Staging Environment Testing

# staging-leak-test.sh
#!/bin/bash

# Deploy application with leak detection to staging
export LSAN_OPTIONS="suppressions=/app/config/staging.lsan-suppressions:exitcode=0"

# Start application
./app --config=staging.conf &
APP_PID=$!

# Run test scenarios
./test/api_smoke_test --host=staging.example.com
./test/load_test --duration=300s --host=staging.example.com

# Trigger leak check
kill -TERM $APP_PID
wait $APP_PID

# Check exit code
if [ $? -eq 23 ]; then
    echo "WARNING: Memory leaks detected in staging environment"
    # Send alert but don't fail deployment
fi

Regression Testing

Memory Regression Detection

#!/usr/bin/env python3
# memory_regression_test.py

import subprocess
import json
import sys
from pathlib import Path

def run_leak_test(binary_path, test_name):
    """Run leak detection test and parse results."""
    
    env = {
        'LSAN_OPTIONS': 'exitcode=0:print_suppressions=1:report_objects=1'
    }
    
    result = subprocess.run([binary_path], 
                          env=env, 
                          capture_output=True, 
                          text=True)
    
    # Parse leak information from output
    leak_bytes = 0
    leak_count = 0
    
    for line in result.stderr.split('\n'):
        if 'SUMMARY: AddressSanitizer:' in line:
            # Extract leak information
            parts = line.split()
            if len(parts) >= 2:
                leak_bytes = int(parts[1])
                
    return {
        'test_name': test_name,
        'leak_bytes': leak_bytes,
        'leak_count': leak_count,
        'exit_code': result.returncode
    }

def load_baseline(baseline_file):
    """Load baseline memory usage."""
* * * * * * * * *
▶ **Exercise task 1**
In the leak-testing excerpt, how long is the load test set to run?
▶ **Exercise task 2**
Update the leak-testing excerpt from "# Parse leak" down to "parts = line.split()", replacing "stderr" with "stdout".

▶ **Shape annotation entries**
* * * * * * * * *
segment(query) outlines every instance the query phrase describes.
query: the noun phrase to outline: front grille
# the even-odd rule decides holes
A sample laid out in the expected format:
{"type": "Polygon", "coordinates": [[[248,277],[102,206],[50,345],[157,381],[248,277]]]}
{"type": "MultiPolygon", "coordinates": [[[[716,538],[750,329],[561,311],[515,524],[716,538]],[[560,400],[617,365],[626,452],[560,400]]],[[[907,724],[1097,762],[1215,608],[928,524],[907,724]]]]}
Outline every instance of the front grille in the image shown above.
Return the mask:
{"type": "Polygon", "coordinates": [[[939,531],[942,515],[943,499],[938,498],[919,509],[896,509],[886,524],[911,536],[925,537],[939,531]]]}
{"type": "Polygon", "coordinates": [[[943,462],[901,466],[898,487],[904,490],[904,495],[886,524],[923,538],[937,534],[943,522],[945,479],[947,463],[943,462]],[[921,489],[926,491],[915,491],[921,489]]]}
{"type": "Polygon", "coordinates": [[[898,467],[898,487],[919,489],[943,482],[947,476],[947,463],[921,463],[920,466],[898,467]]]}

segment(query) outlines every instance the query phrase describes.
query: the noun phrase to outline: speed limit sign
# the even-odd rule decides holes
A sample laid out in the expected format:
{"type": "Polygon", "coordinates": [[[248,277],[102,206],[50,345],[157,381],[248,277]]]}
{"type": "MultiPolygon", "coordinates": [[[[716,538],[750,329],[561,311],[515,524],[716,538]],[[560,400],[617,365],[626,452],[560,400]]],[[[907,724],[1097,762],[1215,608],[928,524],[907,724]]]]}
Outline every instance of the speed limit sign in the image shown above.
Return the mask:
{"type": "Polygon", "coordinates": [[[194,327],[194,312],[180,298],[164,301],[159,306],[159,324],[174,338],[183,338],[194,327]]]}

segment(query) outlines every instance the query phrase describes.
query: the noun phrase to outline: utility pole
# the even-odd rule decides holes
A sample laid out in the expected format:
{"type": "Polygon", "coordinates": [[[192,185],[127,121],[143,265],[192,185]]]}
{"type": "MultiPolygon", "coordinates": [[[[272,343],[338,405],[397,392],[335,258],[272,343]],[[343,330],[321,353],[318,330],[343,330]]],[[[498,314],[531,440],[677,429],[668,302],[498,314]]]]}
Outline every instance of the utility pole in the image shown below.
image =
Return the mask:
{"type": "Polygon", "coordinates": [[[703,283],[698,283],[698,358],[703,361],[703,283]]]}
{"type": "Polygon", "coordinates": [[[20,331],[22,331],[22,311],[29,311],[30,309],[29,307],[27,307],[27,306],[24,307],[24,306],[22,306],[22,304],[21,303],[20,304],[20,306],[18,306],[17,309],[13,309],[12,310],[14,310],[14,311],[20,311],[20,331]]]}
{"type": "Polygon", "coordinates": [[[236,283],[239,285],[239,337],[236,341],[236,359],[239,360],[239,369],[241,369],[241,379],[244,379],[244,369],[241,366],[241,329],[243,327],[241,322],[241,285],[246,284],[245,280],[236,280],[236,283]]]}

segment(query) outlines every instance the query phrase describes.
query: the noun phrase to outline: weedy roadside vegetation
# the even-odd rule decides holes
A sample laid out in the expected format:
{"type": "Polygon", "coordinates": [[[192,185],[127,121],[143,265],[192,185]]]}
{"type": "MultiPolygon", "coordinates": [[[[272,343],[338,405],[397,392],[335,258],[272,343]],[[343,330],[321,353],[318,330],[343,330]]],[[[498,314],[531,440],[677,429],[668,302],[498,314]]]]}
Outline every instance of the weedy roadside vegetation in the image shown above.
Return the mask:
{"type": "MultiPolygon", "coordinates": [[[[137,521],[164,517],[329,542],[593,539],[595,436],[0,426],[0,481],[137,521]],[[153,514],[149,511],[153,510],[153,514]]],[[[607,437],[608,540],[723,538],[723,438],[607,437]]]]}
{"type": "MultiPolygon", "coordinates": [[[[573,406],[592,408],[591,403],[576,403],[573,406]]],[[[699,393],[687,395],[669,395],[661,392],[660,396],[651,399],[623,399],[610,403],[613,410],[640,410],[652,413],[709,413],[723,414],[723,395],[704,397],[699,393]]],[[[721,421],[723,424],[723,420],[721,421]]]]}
* * * * * * * * *
▶ **Complete response 1**
300 seconds (--duration=300s).

▶ **Complete response 2**
# Parse leak information from output
    leak_bytes = 0
    leak_count = 0
    
    for line in result.stdout.split('\n'):
        if 'SUMMARY: AddressSanitizer:' in line:
            # Extract leak information
            parts = line.split()